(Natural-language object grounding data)
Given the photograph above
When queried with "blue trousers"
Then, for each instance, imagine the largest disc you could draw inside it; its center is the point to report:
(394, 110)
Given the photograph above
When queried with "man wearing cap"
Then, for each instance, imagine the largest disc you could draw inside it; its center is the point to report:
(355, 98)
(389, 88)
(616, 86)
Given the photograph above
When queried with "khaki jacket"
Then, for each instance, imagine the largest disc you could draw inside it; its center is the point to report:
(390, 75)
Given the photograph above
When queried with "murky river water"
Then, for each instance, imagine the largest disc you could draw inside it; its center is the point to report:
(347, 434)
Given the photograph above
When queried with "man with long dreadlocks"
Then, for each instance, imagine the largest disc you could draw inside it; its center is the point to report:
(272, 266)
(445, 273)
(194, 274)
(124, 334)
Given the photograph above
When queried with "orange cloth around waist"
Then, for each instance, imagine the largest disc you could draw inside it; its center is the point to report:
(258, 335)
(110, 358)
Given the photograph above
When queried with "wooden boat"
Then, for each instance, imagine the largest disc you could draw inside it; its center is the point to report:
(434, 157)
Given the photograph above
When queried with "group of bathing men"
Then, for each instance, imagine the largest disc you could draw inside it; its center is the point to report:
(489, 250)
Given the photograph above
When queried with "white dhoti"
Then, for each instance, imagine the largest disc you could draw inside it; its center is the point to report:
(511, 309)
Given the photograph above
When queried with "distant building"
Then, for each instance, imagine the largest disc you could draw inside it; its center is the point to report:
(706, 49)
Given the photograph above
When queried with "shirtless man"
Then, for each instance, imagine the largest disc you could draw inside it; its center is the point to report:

Task prompt – Find the word "When" in the records, and report each line that has it.

Task solution –
When queried with "blue trousers"
When queried with "man wearing cap"
When queried with "khaki jacket"
When queried with "murky river water"
When queried with "man with long dreadlocks"
When queried with "orange cloth around waist"
When queried with "wooden boat"
When queried with "group of bathing men"
When queried with "white dhoti"
When queried with "distant building"
When queried with "shirtless man"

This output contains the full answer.